Requirement 1 – From the entries below, pull out every line that contains the word "tree" and copy those lines. Case counts.

Reading passage –

Unknown words and reading choices

So I finished a book a couple of days ago and was not sure what to read next. I picked up a spanish book at random, started it and thought “this is pretty hard going”, switched to another, and then another. I finally settled on Tunel by Ernesto Sabato. It was very easy to read, and that made me curious as to what the unknown word % for this books at this moment in my language learning is. I don’t normally pay attention to this, so putting a random chapter into lingq gave me:

4.8% Tunel (Ernesto Sabato)

I compared that to some other books resting in my kindle:

14.3% Terra Nostra (Carlos Fuentes)
11.0% La Muerte de Artemio Cruz (Carlos Fuentes)
9.4% El Amor de Los Tiempos del Colera (Gabriel Garcia Marquez)
8.8% La Casa de Los Espiritus (Isabel Allende)
7.4% Abbadon el exterminador (Ernesto Sabato)

And just for fun:

7.0% El Codigo da Divinci (Dan Brown)
6.3% Kane y Abel (Jeffery Archer)

No wonder this book is easy to read!

So my question is, does anyone else take % unknown words into account when considering what to read. And also does anyone have an opinion on the optimal % for language learning. 4.8% almost feels a little too easy, although the book is good so I will continue. 14.3% is painful, especially for reading for pleasure and I don’t think I will go anywhere near Carlos Fuentes until my Spanish has improved a bit more.

Listed entries –
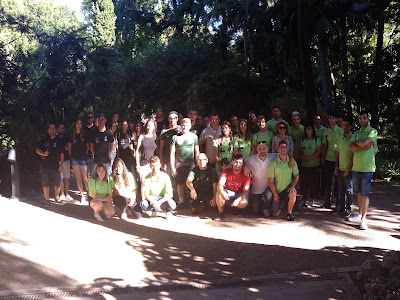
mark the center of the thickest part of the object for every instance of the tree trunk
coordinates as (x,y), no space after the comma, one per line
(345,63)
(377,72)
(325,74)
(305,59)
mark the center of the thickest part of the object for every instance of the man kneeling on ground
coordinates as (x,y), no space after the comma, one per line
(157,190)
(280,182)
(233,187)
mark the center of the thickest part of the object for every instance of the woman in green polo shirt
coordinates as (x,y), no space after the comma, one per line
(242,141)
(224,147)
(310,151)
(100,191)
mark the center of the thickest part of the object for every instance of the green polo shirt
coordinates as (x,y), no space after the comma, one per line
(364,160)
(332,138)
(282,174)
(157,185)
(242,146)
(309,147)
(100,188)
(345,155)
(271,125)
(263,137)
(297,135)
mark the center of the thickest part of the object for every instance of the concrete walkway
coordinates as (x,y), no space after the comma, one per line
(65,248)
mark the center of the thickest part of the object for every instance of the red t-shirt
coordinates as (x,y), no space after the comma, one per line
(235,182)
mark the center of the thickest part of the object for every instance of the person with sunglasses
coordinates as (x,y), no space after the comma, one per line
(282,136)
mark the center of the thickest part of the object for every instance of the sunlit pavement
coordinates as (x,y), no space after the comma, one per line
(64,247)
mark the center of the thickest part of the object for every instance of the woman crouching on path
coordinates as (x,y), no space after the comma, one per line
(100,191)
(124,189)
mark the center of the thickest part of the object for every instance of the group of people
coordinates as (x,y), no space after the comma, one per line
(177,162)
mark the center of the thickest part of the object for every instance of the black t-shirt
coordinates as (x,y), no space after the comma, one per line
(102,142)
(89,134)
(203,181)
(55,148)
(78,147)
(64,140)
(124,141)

==

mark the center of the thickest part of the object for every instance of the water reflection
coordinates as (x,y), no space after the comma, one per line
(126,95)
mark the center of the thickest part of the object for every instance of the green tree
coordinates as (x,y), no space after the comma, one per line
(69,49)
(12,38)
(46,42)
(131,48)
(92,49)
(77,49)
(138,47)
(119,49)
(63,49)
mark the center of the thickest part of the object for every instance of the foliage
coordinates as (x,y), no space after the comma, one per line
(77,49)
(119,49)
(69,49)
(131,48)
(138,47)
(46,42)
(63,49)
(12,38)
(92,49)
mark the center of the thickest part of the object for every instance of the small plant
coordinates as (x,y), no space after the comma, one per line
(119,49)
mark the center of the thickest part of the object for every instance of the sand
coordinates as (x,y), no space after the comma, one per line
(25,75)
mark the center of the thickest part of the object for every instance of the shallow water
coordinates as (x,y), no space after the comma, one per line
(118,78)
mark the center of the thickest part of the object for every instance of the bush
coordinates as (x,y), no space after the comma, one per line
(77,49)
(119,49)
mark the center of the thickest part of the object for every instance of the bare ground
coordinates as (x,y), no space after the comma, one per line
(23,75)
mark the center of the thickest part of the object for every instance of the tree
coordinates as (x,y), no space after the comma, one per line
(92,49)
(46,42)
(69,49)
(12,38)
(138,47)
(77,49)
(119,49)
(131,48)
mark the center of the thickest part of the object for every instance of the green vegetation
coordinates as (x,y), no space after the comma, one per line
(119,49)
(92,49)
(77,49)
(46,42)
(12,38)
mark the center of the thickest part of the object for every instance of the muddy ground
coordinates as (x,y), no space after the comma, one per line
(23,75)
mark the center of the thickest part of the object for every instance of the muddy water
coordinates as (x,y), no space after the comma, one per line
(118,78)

Requirement 2 – In the post about unknown words and reading choices, what percentage of unknown words did Tunel by Ernesto Sabato show?

Correct output 1 –
mark the center of the thickest part of the object for every instance of the tree trunk
mark the center of the thickest part of the object for every instance of the green tree
mark the center of the thickest part of the object for every instance of the tree

Correct output 2 – 4.8%